### PROVIDED TEXT
++++++++++++++++++++

I host two machines at Coloclue. I started off way back in 2010 or so with one Dell R210-II. That machine still runs today, albeit in the Telehouse2 datacenter in Paris. At the end of 2022, I made a trip to Amsterdam to deploy three identical machines, all reasonably spec’d Dell PowerEdge R630 servers:

  1. 8x32GB or 256GB Registered/Buffered (ECC) DDR4
  2. 2x Intel Xeon E5-2696 v4 (88 CPU threads in total)
  3. 1x LSI SAS3008 SAS12 controller
  4. 2x 500G Crucial MX500 (TLC) SSD
  5. 3x 3840G Seagate ST3840FM0003 (MLC) SAS12
  6. Dell rNDC 2x Intel I350 (RJ45), 2x Intel X520 (10G SFP+)
Dell+Centec

Once you go to enterprise storage, you will never want to go back. I take specific care to buy redundant boot drives, mostly Crucial MX500 because it’s TLC flash, and a bit more reliable. However, the MLC flash from these Seagate and HPE SAS-3 drives (12Gbps bus speeds) are next level. The Seagate 3.84TB drives are in a RAIDZ1 together, and read/write over them is a sustained 2.6GB/s and roughly 380Kops/sec per drive. It really makes the VMs on the hypervisor fly – and at the same time has a much, much, much better durability and lifetime. Before I switched to enterprise storage, I would physically wear out a Samsung consumer SSd in about 12-15mo, and reads/writes would become unbearably slow over time. With these MLC based drives: no such problem. Ga hard!

++++++++++++++++++++

### SUPPLIED MATERIAL
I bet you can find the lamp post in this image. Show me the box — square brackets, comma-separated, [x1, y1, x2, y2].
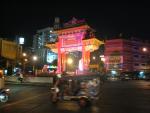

++++++++++++++++++++

### SET PROBLEM 1
Reproduce the passage of the server hardware text, everything from "I host two machines" down to "threads in total)".
### SET PROBLEM 2
Using the server hardware text, decide whether each statement agrees with it. Answer yes or no, and quote the words of the text that decide it.
(a) The Dell R210-II still runs today in Amsterdam.
(b) The Seagate 3.84TB drives are arranged in a RAIDZ1.
(c) The boot drives are mostly Crucial MX500 because of their TLC flash.
### SET PROBLEM 3
Answer these questions from the server hardware text.
(a) How many CPU threads do the two Xeon processors provide in total?
(b) What sustained read/write speed is reached over the Seagate drives?
(c) How long did a Samsung consumer SSD last before it physically wore out?

### PROBLEM SOLUTION 1
I host two machines at Coloclue. I started off way back in 2010 or so with one Dell R210-II. That machine still runs today, albeit in the Telehouse2 datacenter in Paris. At the end of 2022, I made a trip to Amsterdam to deploy three identical machines, all reasonably spec’d Dell PowerEdge R630 servers:

  1. 8x32GB or 256GB Registered/Buffered (ECC) DDR4
  2. 2x Intel Xeon E5-2696 v4 (88 CPU threads in total)

### PROBLEM SOLUTION 2
(a) No: "That machine still runs today, albeit in the Telehouse2 datacenter in Paris."
(b) Yes: "The Seagate 3.84TB drives are in a RAIDZ1 together"
(c) Yes: "mostly Crucial MX500 because it’s TLC flash, and a bit more reliable"

### PROBLEM SOLUTION 3
(a) 88 CPU threads.
(b) 2.6GB/s.
(c) About 12-15 months.